Data shown ::
○ ○ ○ ○ ○

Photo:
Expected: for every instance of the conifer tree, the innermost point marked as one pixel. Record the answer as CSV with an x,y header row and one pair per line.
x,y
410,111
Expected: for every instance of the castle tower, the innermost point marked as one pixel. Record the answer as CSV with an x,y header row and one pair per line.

○ ○ ○ ○ ○

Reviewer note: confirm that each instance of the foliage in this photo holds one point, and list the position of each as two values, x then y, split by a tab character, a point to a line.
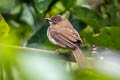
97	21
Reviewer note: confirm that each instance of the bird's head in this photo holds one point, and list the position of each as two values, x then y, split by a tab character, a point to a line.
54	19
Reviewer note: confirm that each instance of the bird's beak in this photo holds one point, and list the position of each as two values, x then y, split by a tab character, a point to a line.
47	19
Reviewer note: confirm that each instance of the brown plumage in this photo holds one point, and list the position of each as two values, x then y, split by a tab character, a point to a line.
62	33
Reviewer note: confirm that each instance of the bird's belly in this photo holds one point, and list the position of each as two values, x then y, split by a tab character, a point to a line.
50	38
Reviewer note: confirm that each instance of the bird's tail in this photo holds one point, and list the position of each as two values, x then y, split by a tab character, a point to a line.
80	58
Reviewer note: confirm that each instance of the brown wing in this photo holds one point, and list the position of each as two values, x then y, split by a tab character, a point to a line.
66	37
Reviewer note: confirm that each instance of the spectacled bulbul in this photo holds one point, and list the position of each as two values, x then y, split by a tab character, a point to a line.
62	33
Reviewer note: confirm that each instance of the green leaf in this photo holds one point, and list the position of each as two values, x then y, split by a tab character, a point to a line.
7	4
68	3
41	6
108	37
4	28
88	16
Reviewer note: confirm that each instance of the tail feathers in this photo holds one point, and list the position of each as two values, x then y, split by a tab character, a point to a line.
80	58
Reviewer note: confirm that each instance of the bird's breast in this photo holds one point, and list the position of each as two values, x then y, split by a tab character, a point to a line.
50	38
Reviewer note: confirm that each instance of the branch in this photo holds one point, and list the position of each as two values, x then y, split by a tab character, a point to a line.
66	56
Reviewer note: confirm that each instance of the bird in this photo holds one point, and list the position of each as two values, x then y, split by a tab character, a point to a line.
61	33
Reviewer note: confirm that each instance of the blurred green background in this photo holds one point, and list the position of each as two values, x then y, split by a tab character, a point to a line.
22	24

○ ○ ○ ○ ○

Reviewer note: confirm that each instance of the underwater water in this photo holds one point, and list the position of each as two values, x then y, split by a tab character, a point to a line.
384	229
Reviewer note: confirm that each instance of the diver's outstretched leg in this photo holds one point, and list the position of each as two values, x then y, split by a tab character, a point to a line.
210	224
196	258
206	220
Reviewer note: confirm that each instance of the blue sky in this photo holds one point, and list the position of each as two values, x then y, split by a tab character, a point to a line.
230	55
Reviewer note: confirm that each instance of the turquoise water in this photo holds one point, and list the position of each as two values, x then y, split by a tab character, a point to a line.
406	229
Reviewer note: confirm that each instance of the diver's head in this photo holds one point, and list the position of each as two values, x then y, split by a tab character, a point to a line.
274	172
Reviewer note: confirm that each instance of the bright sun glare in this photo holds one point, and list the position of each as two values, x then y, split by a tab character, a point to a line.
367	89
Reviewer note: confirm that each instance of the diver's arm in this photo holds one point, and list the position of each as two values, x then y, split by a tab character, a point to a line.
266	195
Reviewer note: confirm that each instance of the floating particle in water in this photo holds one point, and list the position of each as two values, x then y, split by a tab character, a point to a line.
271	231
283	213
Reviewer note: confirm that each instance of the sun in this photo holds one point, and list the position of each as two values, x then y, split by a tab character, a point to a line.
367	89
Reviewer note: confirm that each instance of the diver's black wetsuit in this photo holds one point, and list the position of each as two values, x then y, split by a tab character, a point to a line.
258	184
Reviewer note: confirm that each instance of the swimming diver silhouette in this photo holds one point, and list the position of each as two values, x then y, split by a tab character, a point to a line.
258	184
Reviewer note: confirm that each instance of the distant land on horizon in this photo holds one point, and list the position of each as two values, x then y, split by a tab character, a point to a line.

○ ○ ○ ○ ○

Given task ::
Please pick out each line in the data above that contains the word "with".

Correct answer ::
Expected: for every instance of the conifer tree, the innermost point marked as one pixel. Record the answer as CSV with an x,y header row and one pair per line.
Expected: for every instance of the castle tower, the innermost point marked as one pixel. Record the answer as CSV with an x,y header row and one pair per line.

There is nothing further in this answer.